Alıştırmanın amacı: Aşağıdaki listede "white" sözcüğünü içeren bütün satırları çıkarın. Büyük ve küçük harf farkı dikkate alınır.

Göreve ait liste:
========================================
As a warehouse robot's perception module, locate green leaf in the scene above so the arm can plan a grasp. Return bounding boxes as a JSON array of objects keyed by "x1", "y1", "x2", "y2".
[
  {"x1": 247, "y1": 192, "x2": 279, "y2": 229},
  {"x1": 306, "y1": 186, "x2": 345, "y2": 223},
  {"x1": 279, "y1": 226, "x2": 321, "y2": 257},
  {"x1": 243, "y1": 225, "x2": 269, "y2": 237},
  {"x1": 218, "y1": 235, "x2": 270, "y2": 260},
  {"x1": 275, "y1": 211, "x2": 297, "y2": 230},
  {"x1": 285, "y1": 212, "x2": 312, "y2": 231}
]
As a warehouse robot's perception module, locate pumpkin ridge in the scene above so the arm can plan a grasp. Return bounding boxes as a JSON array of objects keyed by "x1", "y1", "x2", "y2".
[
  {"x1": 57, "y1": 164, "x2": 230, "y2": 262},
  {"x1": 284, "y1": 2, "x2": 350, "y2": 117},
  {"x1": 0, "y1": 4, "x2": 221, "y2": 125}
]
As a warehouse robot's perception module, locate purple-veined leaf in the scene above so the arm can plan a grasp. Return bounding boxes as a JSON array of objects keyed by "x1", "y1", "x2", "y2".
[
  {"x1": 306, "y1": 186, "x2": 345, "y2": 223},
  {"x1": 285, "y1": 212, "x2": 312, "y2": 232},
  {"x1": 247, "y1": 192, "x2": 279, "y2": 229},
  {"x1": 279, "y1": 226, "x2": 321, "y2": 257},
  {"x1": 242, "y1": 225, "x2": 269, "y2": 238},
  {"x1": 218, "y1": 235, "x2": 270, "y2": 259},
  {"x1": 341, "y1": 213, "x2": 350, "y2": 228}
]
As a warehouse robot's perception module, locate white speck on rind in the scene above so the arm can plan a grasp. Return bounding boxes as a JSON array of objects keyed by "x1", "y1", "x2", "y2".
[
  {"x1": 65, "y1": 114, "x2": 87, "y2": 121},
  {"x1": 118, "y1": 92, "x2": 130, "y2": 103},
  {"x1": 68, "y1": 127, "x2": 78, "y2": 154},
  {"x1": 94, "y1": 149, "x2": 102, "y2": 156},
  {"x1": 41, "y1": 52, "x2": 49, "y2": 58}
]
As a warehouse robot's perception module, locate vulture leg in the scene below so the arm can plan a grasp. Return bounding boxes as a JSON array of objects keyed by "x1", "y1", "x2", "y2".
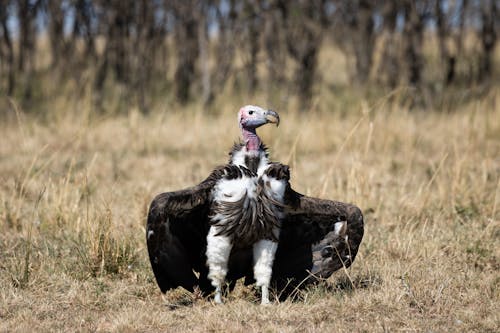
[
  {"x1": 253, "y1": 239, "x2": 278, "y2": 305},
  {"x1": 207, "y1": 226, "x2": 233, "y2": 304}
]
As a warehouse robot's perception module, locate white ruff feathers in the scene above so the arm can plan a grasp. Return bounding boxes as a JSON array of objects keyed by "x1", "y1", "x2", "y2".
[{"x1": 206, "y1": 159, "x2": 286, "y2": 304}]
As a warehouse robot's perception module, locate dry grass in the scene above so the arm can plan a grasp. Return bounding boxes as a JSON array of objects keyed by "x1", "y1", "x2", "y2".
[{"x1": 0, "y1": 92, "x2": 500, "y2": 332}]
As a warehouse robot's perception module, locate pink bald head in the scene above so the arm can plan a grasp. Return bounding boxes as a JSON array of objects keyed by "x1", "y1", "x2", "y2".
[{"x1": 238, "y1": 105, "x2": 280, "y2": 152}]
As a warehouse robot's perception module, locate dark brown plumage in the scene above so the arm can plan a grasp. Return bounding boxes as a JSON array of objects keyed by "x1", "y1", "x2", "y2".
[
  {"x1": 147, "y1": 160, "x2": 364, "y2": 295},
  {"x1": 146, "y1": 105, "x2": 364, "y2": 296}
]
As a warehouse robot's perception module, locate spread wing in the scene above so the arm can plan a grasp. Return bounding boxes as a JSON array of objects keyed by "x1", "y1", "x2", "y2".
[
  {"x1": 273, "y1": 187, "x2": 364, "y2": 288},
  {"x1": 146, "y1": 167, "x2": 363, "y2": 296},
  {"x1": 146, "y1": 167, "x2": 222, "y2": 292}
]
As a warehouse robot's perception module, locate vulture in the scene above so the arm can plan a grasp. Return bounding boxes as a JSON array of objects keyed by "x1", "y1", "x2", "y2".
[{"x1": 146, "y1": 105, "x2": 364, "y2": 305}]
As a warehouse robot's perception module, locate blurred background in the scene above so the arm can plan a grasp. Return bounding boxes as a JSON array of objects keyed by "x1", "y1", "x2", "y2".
========================================
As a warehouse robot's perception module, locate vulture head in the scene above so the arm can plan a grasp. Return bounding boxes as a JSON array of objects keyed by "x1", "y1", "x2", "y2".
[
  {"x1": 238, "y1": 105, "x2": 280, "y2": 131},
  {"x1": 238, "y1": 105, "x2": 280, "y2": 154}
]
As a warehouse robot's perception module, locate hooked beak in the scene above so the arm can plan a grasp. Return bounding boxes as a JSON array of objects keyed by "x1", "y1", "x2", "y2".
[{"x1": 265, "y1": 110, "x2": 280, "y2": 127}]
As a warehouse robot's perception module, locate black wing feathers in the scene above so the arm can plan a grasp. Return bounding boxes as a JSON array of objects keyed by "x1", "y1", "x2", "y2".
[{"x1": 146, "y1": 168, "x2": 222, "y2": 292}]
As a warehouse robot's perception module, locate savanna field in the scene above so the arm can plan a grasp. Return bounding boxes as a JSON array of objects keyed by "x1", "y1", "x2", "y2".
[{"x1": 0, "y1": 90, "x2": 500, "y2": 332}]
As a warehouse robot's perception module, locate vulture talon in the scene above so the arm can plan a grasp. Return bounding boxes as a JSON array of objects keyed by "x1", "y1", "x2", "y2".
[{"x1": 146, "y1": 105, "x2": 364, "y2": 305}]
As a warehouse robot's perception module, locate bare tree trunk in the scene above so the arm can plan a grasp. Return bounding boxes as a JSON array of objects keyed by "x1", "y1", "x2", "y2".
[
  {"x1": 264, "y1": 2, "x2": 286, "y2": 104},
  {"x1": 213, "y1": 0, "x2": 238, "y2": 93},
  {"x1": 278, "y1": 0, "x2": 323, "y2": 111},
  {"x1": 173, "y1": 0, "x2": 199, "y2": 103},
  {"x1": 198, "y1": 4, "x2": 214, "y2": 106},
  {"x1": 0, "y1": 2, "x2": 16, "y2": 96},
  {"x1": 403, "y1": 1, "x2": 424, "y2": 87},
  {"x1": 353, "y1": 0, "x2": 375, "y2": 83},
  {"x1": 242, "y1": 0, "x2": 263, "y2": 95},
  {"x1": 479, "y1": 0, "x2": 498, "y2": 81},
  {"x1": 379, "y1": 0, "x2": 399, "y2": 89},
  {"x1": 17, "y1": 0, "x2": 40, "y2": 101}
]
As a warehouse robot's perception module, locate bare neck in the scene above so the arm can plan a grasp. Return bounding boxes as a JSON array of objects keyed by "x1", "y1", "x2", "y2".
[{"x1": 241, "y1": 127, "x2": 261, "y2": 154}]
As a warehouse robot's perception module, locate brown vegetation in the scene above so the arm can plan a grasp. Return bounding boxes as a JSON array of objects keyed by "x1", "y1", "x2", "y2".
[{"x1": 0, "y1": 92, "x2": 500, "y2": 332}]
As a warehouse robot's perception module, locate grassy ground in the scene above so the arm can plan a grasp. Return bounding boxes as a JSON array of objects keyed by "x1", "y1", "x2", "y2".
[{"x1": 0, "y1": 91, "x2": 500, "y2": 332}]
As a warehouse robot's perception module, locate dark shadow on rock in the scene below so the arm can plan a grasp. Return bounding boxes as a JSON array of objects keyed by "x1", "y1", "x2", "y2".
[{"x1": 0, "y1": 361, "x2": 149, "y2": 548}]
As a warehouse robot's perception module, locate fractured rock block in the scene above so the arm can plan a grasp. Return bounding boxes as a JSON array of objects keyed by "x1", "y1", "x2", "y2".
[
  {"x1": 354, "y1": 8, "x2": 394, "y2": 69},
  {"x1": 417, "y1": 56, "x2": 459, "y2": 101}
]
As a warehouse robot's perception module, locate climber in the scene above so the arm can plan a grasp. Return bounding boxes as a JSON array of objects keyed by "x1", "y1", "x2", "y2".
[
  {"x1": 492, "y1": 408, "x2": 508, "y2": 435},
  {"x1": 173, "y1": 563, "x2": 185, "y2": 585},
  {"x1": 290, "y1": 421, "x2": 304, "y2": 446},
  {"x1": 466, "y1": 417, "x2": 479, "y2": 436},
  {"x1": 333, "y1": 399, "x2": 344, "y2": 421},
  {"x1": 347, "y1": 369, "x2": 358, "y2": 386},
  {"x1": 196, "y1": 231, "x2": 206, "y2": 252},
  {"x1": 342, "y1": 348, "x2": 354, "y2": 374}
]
========================================
Görevin cevabı:
As a warehouse robot's perception module, locate white speck on rind in the scene above so the arm can plan a grasp. Return bounding boxes as a JSON array of objects keyed by "x1", "y1", "x2", "y2".
As a warehouse robot's perception module, locate white ruff feathers in the scene above so the arm can plan a grasp. Return bounding boxes as a JSON array of objects keyed by "x1", "y1", "x2", "y2".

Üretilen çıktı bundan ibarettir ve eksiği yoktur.